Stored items

________

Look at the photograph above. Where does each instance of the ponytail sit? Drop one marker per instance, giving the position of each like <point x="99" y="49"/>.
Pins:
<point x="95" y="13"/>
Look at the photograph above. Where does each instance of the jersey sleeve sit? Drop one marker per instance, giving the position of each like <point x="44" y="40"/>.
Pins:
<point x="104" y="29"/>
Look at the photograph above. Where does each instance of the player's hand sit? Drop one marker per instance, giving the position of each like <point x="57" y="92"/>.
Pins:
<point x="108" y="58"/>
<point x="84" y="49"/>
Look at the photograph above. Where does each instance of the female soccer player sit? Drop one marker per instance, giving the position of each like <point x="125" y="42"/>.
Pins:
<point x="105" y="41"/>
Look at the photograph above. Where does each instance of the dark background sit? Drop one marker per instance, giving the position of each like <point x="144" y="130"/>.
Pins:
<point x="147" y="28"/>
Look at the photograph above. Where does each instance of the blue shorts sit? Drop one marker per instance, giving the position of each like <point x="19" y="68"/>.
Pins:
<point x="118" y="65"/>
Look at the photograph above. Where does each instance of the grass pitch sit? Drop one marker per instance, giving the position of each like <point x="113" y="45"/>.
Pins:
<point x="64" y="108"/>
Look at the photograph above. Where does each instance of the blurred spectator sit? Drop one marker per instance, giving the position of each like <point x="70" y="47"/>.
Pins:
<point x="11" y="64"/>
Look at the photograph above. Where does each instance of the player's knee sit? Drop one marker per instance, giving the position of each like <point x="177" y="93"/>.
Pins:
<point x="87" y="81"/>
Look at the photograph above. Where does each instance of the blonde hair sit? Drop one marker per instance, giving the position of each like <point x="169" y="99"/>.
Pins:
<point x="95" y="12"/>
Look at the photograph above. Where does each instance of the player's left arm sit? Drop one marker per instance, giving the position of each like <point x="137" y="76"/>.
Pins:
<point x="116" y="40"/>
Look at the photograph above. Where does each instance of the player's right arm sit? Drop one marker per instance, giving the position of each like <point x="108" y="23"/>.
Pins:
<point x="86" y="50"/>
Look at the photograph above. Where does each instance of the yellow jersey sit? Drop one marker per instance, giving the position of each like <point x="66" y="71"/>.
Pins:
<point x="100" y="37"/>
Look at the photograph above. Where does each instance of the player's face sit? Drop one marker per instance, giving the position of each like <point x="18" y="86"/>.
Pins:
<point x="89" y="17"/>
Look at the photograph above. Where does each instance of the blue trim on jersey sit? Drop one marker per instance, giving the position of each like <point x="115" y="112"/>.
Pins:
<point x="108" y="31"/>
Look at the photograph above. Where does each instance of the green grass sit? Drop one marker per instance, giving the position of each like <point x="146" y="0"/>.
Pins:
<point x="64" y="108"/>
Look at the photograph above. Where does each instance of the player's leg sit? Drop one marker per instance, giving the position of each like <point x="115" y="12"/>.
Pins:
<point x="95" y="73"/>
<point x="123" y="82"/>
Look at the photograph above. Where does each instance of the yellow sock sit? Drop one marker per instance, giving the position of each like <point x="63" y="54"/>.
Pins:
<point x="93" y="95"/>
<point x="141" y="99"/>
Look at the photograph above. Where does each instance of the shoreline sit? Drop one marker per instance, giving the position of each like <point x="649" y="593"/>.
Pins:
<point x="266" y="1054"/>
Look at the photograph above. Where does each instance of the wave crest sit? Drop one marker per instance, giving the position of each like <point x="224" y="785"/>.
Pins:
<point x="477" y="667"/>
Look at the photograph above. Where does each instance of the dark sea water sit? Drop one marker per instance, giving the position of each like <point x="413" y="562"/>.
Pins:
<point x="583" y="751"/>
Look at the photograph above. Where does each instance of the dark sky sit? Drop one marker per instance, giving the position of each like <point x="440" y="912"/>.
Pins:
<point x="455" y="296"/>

________

:: WHAT YOU SHOULD DO ::
Print out the whole listing exactly as it appears.

:: ANSWER TO THE PROBLEM ::
Look at the photograph above. Where does each instance of the ponytail sit? Drop one marker per instance, giving the position of each like <point x="99" y="49"/>.
Pins:
<point x="95" y="13"/>
Look at the photograph above. Where does each instance of the jersey sleeve sit? Drop one marker per instance, giving the position of each like <point x="44" y="40"/>.
Pins:
<point x="104" y="29"/>
Look at the photograph above. Where does each instance of the player's hand sit? Drop one marker per instance, giving the position of each like <point x="57" y="92"/>.
Pins:
<point x="108" y="58"/>
<point x="84" y="49"/>
Look at the photograph above. Where does each instance of the female soccer player sit? Drop one marker per instance, giving the position of each like <point x="125" y="42"/>.
Pins:
<point x="105" y="41"/>
Look at the photograph above. Where does each instance of the dark background sit? Drop one marker per instance, giving the position of each like <point x="144" y="130"/>.
Pins:
<point x="147" y="28"/>
Look at the photograph above. Where does each instance of the blue shorts sit? Drop one marker per instance, giving the position of each like <point x="19" y="68"/>.
Pins:
<point x="118" y="65"/>
Look at the photograph above. Where does each instance of the grass pitch sit? Drop one marker per instance, giving the position of each like <point x="113" y="45"/>.
Pins:
<point x="64" y="108"/>
Look at the photograph above. Where does each instance of the blurred spectator sit? Drop one marker per instance, giving the position of each like <point x="70" y="47"/>.
Pins:
<point x="11" y="64"/>
Look at the photograph above. Where does each instance of the player's knee sit? Drop one marker per instance, giving the position of each like <point x="177" y="93"/>.
Pins:
<point x="87" y="81"/>
Look at the photograph above. Where does each instance of the blonde hair sit? Drop one marker per instance, giving the position of each like <point x="169" y="99"/>.
Pins:
<point x="95" y="12"/>
Look at the photograph above. Where does each instance of the player's left arm sit? Drop one marker per instance, giving the position of each like <point x="137" y="76"/>.
Pins:
<point x="116" y="40"/>
Look at the photograph above. Where does each instance of the player's right arm sit? Drop one marker per instance, giving the position of each like <point x="108" y="23"/>.
Pins:
<point x="86" y="50"/>
Look at the photograph above. Where does each instance of the yellow jersey sit? Drop one marker per instance, giving the position of each like <point x="66" y="71"/>.
Pins:
<point x="100" y="37"/>
Look at the photograph above. Where does each instance of the player's face sit? Drop one marker per instance, giving the position of each like <point x="18" y="86"/>.
Pins:
<point x="89" y="17"/>
Look at the photograph above. Where does each instance of the blue trim on jersey sit? Drop one marker per instance, giving the position of each like <point x="115" y="112"/>.
Pins:
<point x="108" y="31"/>
Look at the photograph above. Where does each instance of the green grass sit? Drop one marker per instance, giving the position of each like <point x="146" y="0"/>.
Pins:
<point x="64" y="108"/>
Look at the photograph above. Where does each instance of the player's leg sit? Drop one marker per instance, giving the position of each like <point x="115" y="12"/>.
Pins:
<point x="95" y="73"/>
<point x="123" y="82"/>
Look at the photograph above. Where does each instance of the yellow sock sit? Drop one marker per instance, giving the position of each like <point x="63" y="54"/>.
Pins:
<point x="93" y="95"/>
<point x="141" y="99"/>
Look at the photograph above. Where does each instance of the shoreline sit? Drop one marker per instance, giving the position of each like <point x="649" y="593"/>.
Pins:
<point x="266" y="1054"/>
Look at the photograph above. Where does each instance of the wave crest sit? Drop one marker per instance, giving the position of each like <point x="224" y="785"/>.
Pins:
<point x="477" y="667"/>
Look at the photograph above. Where does each instance of the dark sea water sit? Drop one marker per instance, giving the position of each like <point x="413" y="562"/>.
Pins:
<point x="583" y="751"/>
Look at the photograph above. Where does each instance of the dark sky sit? Drop one marker per instance, giving the position of each like <point x="440" y="912"/>.
Pins:
<point x="455" y="296"/>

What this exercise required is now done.